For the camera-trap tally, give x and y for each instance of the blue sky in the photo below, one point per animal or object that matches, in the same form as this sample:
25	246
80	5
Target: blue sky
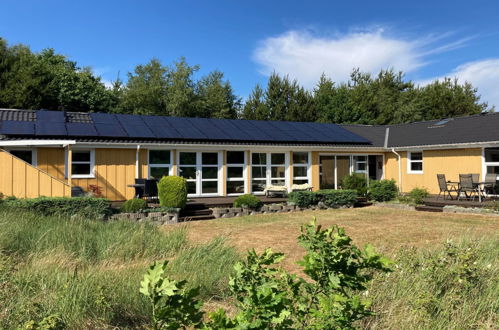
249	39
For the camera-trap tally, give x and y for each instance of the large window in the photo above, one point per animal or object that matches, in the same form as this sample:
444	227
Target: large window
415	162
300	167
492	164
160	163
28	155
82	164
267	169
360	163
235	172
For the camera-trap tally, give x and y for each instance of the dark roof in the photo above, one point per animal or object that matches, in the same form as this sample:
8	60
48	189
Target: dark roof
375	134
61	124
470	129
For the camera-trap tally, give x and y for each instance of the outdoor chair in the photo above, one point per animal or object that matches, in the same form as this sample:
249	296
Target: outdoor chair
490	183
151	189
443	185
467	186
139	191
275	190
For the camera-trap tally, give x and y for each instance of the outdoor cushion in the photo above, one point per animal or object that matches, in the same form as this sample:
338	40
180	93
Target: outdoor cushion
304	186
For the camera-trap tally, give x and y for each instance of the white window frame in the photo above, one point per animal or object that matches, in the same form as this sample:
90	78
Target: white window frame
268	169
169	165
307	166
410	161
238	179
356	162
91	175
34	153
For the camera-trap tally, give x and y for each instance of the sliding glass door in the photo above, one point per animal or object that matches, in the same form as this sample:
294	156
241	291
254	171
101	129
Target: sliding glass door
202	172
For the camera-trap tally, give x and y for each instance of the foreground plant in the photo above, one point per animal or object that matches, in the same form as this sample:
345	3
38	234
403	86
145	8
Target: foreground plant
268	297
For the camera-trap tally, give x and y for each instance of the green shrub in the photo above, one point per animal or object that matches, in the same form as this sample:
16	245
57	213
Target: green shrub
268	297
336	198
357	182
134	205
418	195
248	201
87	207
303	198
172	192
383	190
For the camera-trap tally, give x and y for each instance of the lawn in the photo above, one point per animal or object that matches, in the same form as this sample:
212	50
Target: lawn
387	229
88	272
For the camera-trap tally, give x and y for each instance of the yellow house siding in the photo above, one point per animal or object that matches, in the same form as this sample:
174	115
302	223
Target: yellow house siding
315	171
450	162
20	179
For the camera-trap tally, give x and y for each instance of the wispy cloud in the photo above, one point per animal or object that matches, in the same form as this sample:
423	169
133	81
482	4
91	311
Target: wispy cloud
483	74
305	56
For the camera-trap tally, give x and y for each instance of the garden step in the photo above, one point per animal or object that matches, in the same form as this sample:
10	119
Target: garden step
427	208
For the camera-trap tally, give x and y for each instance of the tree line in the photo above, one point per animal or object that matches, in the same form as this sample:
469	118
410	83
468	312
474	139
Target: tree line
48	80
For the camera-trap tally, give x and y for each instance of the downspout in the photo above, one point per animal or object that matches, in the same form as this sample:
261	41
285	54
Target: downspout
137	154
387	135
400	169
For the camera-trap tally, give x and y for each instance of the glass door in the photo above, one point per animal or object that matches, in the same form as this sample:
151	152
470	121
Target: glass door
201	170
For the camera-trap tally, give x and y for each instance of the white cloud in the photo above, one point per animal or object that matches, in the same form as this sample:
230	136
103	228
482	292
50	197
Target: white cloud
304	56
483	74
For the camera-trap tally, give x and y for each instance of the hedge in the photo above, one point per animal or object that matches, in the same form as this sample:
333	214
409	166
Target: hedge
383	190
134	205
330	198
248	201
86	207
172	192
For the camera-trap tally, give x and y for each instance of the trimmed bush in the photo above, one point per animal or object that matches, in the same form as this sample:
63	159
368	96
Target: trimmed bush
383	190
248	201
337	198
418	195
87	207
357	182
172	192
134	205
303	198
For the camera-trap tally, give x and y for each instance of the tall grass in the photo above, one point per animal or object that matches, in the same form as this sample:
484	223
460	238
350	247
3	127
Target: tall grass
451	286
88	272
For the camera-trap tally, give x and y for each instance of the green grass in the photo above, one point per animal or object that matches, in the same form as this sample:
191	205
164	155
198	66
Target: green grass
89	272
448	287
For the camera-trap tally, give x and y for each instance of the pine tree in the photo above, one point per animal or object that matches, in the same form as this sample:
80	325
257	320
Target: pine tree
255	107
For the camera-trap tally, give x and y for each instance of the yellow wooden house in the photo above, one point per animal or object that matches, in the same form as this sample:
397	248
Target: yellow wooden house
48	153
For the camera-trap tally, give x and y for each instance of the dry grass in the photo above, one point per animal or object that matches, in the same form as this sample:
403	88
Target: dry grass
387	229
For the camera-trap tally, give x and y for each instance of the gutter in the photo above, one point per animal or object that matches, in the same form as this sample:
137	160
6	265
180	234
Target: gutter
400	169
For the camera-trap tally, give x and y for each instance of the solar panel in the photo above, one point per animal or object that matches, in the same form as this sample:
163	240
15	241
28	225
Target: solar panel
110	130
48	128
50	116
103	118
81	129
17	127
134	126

==

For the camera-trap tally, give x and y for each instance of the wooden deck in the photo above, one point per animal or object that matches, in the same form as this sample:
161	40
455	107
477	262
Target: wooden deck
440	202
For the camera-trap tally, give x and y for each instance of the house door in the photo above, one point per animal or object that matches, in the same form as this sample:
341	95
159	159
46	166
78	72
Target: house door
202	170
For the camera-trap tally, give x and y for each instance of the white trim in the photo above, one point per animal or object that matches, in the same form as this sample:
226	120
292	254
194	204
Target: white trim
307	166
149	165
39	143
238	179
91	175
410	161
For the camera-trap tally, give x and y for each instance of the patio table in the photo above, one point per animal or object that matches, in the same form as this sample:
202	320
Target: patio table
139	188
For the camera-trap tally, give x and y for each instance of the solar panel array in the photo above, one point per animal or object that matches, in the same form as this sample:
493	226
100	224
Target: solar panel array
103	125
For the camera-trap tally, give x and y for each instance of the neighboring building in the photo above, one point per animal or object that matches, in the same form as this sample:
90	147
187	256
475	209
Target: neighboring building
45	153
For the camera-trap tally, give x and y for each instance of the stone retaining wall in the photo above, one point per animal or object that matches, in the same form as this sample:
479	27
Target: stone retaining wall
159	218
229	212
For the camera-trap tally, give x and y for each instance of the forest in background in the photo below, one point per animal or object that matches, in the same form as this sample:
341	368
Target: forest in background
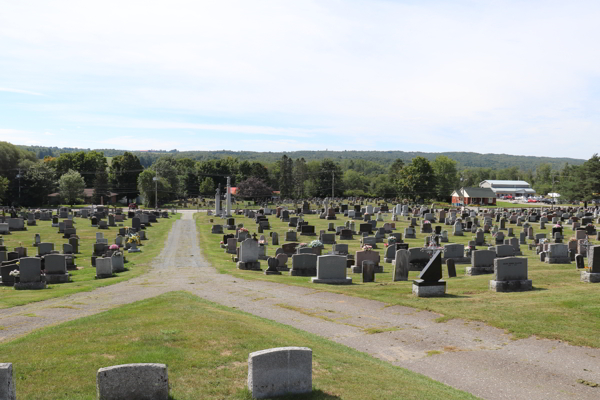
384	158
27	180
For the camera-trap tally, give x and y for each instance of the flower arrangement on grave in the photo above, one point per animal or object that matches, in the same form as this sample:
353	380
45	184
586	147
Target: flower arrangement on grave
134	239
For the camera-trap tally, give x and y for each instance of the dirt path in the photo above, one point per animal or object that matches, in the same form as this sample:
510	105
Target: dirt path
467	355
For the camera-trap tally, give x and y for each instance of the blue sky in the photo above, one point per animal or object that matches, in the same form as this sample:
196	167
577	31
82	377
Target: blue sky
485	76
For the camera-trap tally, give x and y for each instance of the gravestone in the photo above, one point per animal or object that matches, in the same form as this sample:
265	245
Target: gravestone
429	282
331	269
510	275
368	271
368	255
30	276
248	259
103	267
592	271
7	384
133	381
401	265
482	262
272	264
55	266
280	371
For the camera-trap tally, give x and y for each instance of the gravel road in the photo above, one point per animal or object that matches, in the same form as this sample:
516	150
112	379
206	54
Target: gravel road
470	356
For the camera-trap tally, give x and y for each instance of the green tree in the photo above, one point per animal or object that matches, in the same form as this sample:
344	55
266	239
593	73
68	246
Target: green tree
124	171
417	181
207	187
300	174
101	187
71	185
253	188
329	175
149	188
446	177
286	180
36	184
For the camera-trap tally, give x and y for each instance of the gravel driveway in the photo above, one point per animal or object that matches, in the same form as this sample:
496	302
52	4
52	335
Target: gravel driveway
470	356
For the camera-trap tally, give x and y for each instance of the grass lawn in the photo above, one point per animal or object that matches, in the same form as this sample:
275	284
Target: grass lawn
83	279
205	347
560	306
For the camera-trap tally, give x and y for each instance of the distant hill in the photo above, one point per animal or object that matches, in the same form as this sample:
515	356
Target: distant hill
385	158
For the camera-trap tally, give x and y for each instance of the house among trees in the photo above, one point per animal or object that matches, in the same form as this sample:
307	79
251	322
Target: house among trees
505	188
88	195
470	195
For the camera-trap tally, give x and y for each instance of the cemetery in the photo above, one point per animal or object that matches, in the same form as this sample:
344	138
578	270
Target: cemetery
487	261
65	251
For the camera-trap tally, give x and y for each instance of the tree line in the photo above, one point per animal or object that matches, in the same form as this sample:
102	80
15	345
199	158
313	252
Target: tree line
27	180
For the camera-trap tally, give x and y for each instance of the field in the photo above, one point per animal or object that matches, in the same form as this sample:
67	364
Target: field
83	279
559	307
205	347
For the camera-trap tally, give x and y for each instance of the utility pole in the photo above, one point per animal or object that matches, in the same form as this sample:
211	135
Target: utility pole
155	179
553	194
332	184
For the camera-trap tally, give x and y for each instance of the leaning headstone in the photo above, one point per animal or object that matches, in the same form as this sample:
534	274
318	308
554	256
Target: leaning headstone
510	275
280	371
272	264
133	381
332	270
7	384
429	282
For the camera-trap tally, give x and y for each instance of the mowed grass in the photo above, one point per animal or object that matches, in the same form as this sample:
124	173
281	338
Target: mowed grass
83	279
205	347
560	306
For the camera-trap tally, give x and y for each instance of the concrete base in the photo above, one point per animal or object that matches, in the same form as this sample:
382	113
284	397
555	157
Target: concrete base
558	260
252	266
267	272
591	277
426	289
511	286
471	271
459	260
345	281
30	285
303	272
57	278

### [PROMPT]
Count the lines of the listing above that contain the word "outdoor", and reply with that number alone.

### [OUTPUT OF THE TASK]
4